:: WHAT NEEDS TO BE DONE ::
Set every entry down again, unchanged, picture-free.

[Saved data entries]
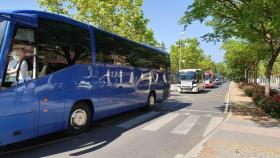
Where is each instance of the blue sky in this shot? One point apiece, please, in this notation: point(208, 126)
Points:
point(163, 16)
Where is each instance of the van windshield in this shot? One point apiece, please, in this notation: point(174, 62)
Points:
point(188, 76)
point(207, 76)
point(2, 31)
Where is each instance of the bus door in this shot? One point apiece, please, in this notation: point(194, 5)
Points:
point(18, 105)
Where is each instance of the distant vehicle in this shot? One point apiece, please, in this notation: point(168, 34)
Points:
point(218, 80)
point(190, 80)
point(70, 74)
point(209, 79)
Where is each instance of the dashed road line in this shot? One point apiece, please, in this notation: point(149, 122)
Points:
point(202, 111)
point(137, 120)
point(186, 125)
point(179, 156)
point(160, 122)
point(214, 122)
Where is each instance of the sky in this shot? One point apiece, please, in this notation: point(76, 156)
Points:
point(163, 16)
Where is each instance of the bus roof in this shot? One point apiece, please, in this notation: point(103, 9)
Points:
point(62, 18)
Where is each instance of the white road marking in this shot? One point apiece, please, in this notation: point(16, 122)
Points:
point(227, 101)
point(137, 120)
point(186, 125)
point(214, 122)
point(160, 122)
point(179, 156)
point(202, 111)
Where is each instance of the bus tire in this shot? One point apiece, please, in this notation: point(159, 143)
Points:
point(79, 119)
point(151, 101)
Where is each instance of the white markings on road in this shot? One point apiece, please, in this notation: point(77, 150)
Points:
point(179, 156)
point(186, 125)
point(137, 120)
point(227, 100)
point(214, 122)
point(160, 122)
point(202, 111)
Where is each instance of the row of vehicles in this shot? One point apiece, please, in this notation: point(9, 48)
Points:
point(60, 74)
point(195, 80)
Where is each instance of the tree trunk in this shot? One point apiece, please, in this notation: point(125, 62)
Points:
point(269, 71)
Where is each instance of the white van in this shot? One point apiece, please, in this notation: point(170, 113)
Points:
point(190, 80)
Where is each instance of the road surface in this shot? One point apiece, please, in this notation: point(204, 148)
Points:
point(171, 130)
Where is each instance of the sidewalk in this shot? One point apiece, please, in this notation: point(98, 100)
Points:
point(247, 133)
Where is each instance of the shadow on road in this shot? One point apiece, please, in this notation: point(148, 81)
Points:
point(101, 134)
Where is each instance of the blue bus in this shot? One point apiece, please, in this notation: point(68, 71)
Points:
point(60, 74)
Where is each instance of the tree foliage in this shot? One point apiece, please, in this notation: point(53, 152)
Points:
point(192, 56)
point(123, 17)
point(242, 59)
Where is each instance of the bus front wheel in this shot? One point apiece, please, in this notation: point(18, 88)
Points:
point(79, 119)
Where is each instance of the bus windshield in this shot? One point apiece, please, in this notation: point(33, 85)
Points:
point(207, 76)
point(2, 31)
point(188, 76)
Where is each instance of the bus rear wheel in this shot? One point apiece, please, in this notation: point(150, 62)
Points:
point(79, 119)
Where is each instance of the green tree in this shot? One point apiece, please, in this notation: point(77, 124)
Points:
point(221, 68)
point(254, 20)
point(162, 46)
point(123, 17)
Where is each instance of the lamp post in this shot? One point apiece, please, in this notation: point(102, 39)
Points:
point(180, 45)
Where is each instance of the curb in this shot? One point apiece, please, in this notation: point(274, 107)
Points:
point(199, 146)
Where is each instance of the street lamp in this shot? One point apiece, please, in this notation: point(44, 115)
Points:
point(180, 45)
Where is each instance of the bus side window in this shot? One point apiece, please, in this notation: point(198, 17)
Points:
point(61, 45)
point(20, 57)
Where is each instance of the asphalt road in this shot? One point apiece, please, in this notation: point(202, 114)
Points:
point(171, 130)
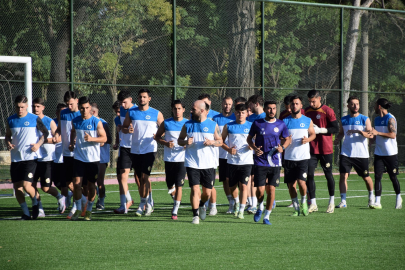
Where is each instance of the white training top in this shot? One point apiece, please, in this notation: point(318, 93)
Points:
point(172, 133)
point(145, 126)
point(199, 156)
point(86, 151)
point(385, 146)
point(354, 145)
point(237, 135)
point(298, 128)
point(24, 132)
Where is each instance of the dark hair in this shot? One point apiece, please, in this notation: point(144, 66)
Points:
point(69, 95)
point(313, 93)
point(177, 101)
point(116, 105)
point(38, 101)
point(383, 102)
point(202, 96)
point(123, 95)
point(240, 99)
point(84, 100)
point(241, 107)
point(295, 97)
point(256, 99)
point(351, 98)
point(21, 99)
point(267, 103)
point(144, 90)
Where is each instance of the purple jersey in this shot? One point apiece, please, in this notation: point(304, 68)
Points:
point(268, 137)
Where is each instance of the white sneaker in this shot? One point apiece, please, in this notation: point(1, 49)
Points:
point(202, 212)
point(196, 220)
point(213, 212)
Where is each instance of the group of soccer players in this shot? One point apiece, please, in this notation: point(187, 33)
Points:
point(248, 145)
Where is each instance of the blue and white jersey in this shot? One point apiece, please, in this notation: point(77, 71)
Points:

:: REPLY ::
Where is each instance of the blue sky in this shot? One point apiece, please, in this notation: point(208, 126)
Points:
point(163, 16)
Where is each instance of the van windshield in this shot? One point apiece, please, in this notation: point(174, 62)
Points:
point(188, 76)
point(207, 76)
point(2, 31)
Where is each instance of the bus door in this shot? One point apiece, please, in this notation: point(194, 5)
Points:
point(18, 105)
Where is each instance of the distant vehicle in this shot? One point apiece, please, in this notation: point(168, 34)
Points:
point(218, 80)
point(190, 80)
point(70, 74)
point(209, 79)
Where is each instance of the dashed road line in this shot? One point apiece, please, in this notation: point(149, 122)
Points:
point(202, 111)
point(137, 120)
point(186, 125)
point(179, 156)
point(160, 122)
point(214, 122)
Where is each instance of the sky in this shot? One point apiece, please, in this notation: point(76, 156)
Points:
point(163, 16)
Where is each instance of the bus roof in this shot? One point apiece, please, in this notation: point(103, 9)
Points:
point(62, 18)
Where is each instance of the white road marking in this shot? One point apiece, please, in this notation: point(16, 122)
Points:
point(227, 101)
point(137, 120)
point(186, 125)
point(214, 122)
point(160, 122)
point(179, 156)
point(202, 111)
Where is each instance of the bus tire in this shot? One point apiece, please, in this notation: point(159, 143)
Points:
point(79, 119)
point(151, 101)
Where is each instance of the white markings on road in this shot? One point apiece, please, in this notation: point(77, 150)
Points:
point(179, 156)
point(186, 125)
point(137, 120)
point(227, 100)
point(214, 122)
point(160, 122)
point(202, 111)
Where is each instance of the row of vehicles in this shot? One point apiece, please, in this notation: point(9, 48)
Points:
point(60, 74)
point(195, 80)
Where is each instance of the tree trunk in this shot? One point apiece, please, in this notation: point(125, 62)
Points:
point(269, 71)
Where is each instance of the white van in this shot? One point apiece, please, in this notation: point(170, 113)
Points:
point(190, 80)
Where is each instance of the road surface in this shot? One point apiece, please, in this notation: point(204, 148)
Points:
point(171, 130)
Where is each instance of the sidewalk in this shot? One point apiece, please, in this notation: point(98, 100)
Points:
point(247, 133)
Where is each instance of the shadow on road in this shot? One point apiece, please, in this notation: point(148, 81)
Points:
point(101, 134)
Where is each instance of the blue bus in this shot? One point apiece, please, in this notation: point(68, 71)
Points:
point(60, 74)
Where is each instance of the tree foliage in this shot? One point apiece, please, in this notation: point(53, 152)
Points:
point(192, 56)
point(123, 17)
point(242, 59)
Where is each instance of the bus front wheel in this shot? One point apiece, please, in this notation: point(18, 88)
Points:
point(79, 119)
Where is each instance of the bus windshield in this shot? One point apiece, please, in this notation: point(33, 85)
Points:
point(207, 76)
point(2, 31)
point(188, 76)
Where is each instance of the bus rear wheel in this shot? One point apiece, please, in this notation: point(150, 62)
Points:
point(79, 119)
Where is each instance of the green tree in this shot? One point apiece, please, in this notation: point(77, 124)
Points:
point(221, 68)
point(254, 20)
point(162, 46)
point(123, 17)
Where is each instance of the lamp post in this shot? One point apiece, please, in this notation: point(102, 39)
Points:
point(180, 45)
Where is each instance of the curb in this shot? One point apiece, please, in this notation: point(274, 107)
Points:
point(199, 146)
Where is each instance of the street lamp in this shot? One point apiece, please, in this notation: point(44, 115)
Points:
point(180, 45)
Where is each instance of the bus side window in this shot? One point apiece, please, in this notation: point(198, 17)
Points:
point(61, 45)
point(20, 57)
Where is each instance of the asphalt road in this shot? One point apiece, please, in this notation: point(202, 114)
Points:
point(171, 130)
Where is each instance of the white training top in this shot? One point apiece, please, in this notation: point(318, 93)
Points:
point(172, 133)
point(145, 126)
point(199, 156)
point(86, 151)
point(385, 146)
point(354, 145)
point(237, 135)
point(298, 128)
point(24, 132)
Where is each instance of the dark hair in this shot? One point apiece, please, in this notation: point(144, 66)
Points:
point(69, 95)
point(313, 93)
point(177, 101)
point(116, 105)
point(38, 101)
point(383, 102)
point(202, 96)
point(123, 95)
point(240, 99)
point(84, 100)
point(241, 107)
point(295, 97)
point(256, 99)
point(351, 98)
point(21, 99)
point(267, 103)
point(144, 90)
Where is each instance of the purple jersey in this shot? One point apiece, please, in this notation: point(304, 68)
Points:
point(268, 137)
Where is each instance of the white sneaker in this shot? One point apiece, please, in this notation: point(1, 49)
Points:
point(202, 212)
point(196, 220)
point(213, 212)
Where is each instance of the group of soccer players in this shot? One point apiece, please, in this notation: point(187, 33)
Points:
point(248, 145)
Where is each instance of the blue and white jersey in this shot? One point apiece, please, in this notation: point(77, 71)
Points:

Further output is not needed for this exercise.